**Text provided**.
+ + + + +

That's the long term goal. What we used to get out of pgbench were
things like >60 second latencies when a checkpoint hit with GBs of dirty
memory. That does happen in the real world, but that's not a realistic
case you can tune for very well. In fact, tuning for it can easily
degrade performance on more realistic workloads.

The main complexity I don't have a clear view of yet is how much
unavoidable storage level latency there is in all of the common
deployment types. For example, I can take a server with a 256MB
battery-backed write cache and set dirty_background_bytes to be smaller
than that. So checkpoint spikes go away, right? No. Eventually you
will see dirty_background_bytes of data going into an already full 256MB
cache. And when that happens, the latency will be based on how long it
takes to write the cached 256MB out to the disks. If you have a single
disk or RAID-1 pair, that random I/O could easily happen at 5MB/s or
less, and that makes for a 51 second cache clearing time. This is a lot
better now than it used to be because fsync hasn't flushed the whole
cache in many years now. (Only RHEL5 systems still in the field suffer
much from that era of code) But you do need to look at the distribution
of latency a bit because of how the cache impact things, you can't just
consider min/max values.

+ + + + +

[Image location labeling entries]
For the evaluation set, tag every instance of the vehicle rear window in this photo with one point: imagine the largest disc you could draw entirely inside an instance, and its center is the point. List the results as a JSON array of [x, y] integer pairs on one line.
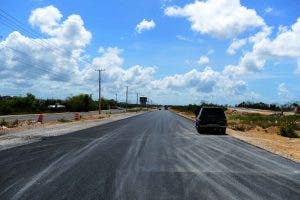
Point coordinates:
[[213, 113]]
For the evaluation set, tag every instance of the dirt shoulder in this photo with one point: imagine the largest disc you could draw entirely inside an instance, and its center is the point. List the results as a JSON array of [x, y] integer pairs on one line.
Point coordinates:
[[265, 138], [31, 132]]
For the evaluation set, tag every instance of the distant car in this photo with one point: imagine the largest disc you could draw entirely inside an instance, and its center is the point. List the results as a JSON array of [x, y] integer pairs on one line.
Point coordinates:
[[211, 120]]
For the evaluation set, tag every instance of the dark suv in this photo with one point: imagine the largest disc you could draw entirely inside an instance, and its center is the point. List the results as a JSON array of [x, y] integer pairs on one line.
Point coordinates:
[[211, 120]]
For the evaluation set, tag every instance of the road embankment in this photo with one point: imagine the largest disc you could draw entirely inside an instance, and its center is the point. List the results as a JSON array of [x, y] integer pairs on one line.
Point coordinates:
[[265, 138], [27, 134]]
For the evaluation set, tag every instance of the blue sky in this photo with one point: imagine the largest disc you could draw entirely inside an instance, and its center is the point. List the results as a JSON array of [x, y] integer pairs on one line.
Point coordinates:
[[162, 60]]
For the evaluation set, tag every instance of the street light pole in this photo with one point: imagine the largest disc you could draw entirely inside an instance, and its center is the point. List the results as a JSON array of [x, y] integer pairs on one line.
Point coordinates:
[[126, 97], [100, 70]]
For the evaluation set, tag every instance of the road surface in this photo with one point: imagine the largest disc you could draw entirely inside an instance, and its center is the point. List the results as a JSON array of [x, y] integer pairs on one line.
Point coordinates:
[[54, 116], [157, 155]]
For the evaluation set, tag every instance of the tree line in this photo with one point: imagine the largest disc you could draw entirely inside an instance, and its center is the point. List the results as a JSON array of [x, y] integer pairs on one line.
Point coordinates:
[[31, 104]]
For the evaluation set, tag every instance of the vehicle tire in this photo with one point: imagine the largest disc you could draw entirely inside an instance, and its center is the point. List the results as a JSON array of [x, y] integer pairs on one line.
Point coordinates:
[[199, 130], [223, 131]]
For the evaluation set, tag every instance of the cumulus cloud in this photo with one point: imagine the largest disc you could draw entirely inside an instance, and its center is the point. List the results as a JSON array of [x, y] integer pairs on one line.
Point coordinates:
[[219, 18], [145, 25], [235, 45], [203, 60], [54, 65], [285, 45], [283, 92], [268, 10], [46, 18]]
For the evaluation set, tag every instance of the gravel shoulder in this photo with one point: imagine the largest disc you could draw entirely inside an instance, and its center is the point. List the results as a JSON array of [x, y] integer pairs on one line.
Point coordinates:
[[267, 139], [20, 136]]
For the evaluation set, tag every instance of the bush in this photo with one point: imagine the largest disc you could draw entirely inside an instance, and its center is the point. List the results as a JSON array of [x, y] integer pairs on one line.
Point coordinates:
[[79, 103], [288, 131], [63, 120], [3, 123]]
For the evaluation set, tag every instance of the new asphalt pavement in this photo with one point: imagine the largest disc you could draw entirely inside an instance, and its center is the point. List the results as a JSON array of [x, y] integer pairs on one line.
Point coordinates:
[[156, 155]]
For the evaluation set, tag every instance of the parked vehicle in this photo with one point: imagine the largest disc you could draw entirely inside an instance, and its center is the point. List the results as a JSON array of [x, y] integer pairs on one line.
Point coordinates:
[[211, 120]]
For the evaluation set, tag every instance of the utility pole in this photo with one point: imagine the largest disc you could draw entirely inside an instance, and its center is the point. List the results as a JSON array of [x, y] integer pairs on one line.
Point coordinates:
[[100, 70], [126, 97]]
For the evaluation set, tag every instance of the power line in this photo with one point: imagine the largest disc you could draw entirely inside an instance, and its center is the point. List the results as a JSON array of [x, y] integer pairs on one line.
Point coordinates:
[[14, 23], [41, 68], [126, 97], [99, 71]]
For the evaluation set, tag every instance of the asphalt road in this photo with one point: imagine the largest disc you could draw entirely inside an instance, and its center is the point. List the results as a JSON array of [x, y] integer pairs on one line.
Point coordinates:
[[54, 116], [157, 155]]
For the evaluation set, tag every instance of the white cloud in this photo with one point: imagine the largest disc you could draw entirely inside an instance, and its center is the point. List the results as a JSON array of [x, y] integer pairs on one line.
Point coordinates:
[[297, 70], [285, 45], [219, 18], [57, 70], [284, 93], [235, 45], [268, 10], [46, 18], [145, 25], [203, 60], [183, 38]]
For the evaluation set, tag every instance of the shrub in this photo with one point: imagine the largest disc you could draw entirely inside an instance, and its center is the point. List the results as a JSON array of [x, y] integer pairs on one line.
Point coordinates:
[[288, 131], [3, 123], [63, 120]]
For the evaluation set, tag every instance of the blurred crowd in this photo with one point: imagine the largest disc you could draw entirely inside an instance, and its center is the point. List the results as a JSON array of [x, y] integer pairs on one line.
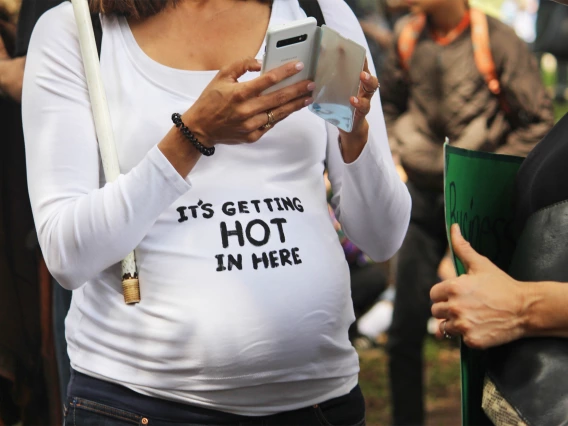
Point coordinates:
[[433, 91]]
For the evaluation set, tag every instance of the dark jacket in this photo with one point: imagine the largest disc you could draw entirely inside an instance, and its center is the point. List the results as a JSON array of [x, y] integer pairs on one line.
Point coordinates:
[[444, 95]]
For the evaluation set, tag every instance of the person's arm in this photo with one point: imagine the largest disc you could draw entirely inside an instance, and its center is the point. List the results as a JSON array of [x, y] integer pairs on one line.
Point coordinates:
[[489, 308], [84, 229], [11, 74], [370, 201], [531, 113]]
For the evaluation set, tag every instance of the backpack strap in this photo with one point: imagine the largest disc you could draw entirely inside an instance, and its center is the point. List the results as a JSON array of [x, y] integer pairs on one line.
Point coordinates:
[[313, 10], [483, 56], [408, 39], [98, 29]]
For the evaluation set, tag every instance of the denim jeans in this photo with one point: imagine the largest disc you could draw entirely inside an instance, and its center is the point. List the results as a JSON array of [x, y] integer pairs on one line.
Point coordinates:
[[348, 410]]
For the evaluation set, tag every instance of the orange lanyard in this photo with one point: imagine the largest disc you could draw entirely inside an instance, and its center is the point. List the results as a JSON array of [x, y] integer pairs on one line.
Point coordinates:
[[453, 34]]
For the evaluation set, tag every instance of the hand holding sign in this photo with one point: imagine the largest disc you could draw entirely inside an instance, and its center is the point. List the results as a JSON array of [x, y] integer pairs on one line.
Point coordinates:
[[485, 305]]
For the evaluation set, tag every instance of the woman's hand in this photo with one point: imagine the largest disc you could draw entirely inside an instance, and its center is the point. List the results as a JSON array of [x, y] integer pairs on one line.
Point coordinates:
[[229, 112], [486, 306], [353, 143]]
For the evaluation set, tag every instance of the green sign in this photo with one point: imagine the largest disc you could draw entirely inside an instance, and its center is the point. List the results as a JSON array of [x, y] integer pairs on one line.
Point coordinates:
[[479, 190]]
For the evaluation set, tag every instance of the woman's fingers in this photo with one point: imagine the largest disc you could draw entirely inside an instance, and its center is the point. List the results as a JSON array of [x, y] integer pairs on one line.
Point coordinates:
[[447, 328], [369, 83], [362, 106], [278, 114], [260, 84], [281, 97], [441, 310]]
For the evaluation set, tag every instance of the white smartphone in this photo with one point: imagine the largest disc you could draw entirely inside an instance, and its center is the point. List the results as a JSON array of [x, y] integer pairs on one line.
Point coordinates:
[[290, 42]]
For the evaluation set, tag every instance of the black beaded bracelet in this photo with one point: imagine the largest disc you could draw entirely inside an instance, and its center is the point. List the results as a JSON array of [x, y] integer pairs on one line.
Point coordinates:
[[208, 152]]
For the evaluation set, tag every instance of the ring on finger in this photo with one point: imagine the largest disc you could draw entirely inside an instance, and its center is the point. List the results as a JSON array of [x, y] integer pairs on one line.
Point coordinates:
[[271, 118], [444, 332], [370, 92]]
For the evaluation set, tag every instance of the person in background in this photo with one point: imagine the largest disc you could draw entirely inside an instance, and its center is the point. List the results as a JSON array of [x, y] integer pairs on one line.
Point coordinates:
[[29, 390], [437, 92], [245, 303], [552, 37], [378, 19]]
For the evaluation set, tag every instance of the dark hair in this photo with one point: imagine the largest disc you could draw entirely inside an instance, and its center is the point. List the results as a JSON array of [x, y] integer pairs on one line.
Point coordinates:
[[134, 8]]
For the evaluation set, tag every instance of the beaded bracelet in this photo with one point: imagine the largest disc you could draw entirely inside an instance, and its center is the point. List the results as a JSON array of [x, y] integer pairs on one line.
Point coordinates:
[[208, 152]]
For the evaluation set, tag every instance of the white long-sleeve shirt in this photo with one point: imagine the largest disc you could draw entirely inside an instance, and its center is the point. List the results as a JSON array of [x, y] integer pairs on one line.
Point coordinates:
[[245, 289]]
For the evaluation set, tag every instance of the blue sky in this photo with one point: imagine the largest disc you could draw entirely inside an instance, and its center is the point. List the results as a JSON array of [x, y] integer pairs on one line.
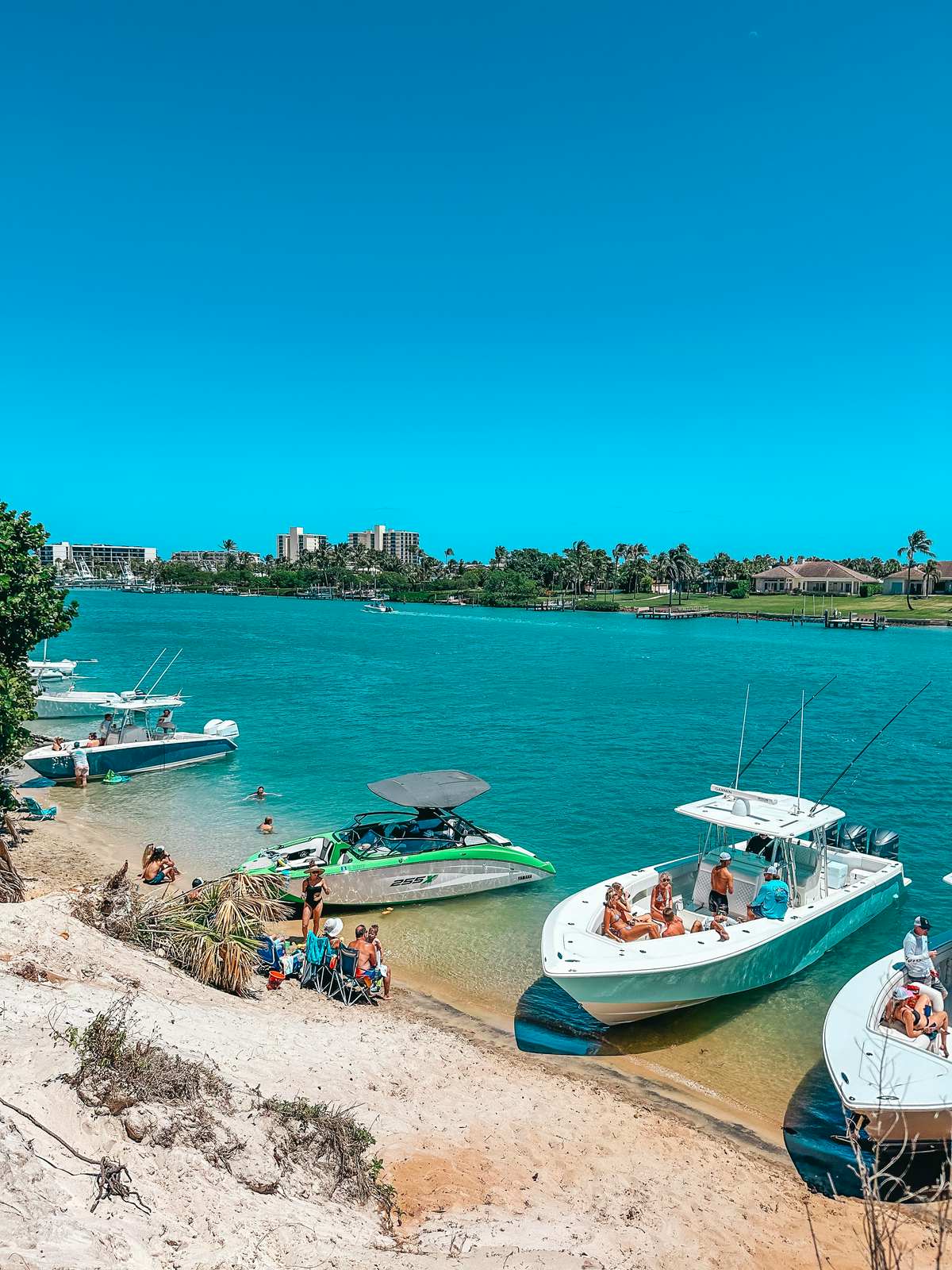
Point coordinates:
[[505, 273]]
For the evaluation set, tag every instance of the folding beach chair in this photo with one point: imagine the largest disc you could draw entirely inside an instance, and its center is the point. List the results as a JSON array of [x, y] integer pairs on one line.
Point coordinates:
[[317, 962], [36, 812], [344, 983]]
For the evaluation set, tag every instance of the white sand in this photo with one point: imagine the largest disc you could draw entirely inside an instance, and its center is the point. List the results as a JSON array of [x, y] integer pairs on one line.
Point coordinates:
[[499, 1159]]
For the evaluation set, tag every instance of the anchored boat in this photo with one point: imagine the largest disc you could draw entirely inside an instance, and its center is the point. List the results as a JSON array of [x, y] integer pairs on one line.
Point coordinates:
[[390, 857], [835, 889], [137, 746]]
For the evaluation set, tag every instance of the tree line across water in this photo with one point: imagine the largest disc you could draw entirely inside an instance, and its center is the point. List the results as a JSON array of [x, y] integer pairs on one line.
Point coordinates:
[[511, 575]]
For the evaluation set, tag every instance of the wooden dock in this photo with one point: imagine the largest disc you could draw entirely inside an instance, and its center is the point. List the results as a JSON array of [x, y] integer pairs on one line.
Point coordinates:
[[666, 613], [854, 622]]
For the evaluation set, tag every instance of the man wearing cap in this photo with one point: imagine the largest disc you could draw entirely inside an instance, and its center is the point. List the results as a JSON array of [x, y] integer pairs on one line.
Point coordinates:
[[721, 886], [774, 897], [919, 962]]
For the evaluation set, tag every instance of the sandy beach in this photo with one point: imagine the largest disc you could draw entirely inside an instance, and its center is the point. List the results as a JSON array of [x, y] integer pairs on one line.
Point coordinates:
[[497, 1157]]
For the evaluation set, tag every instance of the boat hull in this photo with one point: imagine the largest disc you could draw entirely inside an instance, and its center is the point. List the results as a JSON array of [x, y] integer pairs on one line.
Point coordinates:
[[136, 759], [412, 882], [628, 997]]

+ + + + +

**Exercise set**.
1. In the checkpoint latency text, what cache clearing time results when random I/O on a single disk or RAID-1 pair runs at 5MB/s or less?
2. Copy the checkpoint latency text from "That's the long" to "more realistic workloads.".

**Solutions below**.
1. A 51 second cache clearing time.

2.
That's the long term goal. What we used to get out of pgbench were
things like >60 second latencies when a checkpoint hit with GBs of dirty
memory. That does happen in the real world, but that's not a realistic
case you can tune for very well. In fact, tuning for it can easily
degrade performance on more realistic workloads.